** Opening Extracted material block **
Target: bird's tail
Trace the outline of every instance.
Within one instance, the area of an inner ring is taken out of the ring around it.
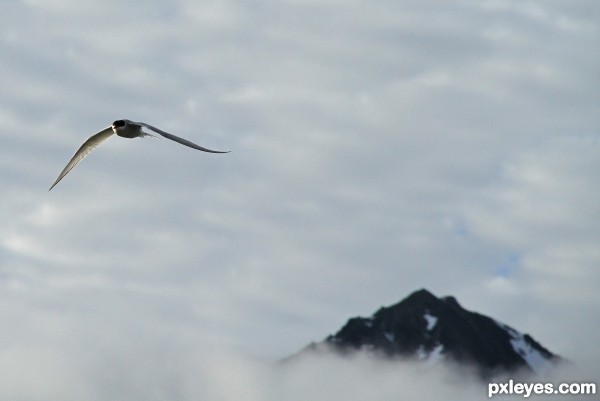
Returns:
** Closing Extracted material block **
** Opening Extracted material block **
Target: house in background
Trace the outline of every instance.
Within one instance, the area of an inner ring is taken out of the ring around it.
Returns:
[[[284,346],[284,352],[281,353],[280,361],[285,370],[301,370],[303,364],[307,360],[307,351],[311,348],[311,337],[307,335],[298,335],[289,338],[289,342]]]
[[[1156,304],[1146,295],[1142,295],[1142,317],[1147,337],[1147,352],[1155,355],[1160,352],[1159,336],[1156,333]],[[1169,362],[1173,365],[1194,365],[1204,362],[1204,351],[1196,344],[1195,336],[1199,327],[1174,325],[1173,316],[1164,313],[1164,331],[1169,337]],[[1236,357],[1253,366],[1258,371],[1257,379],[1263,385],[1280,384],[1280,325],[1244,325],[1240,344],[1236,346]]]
** Closing Extracted material block **
**The problem**:
If a line in the entries holds the string "Target", copy it.

**Finished task**:
Target: bird's tail
Target: house in background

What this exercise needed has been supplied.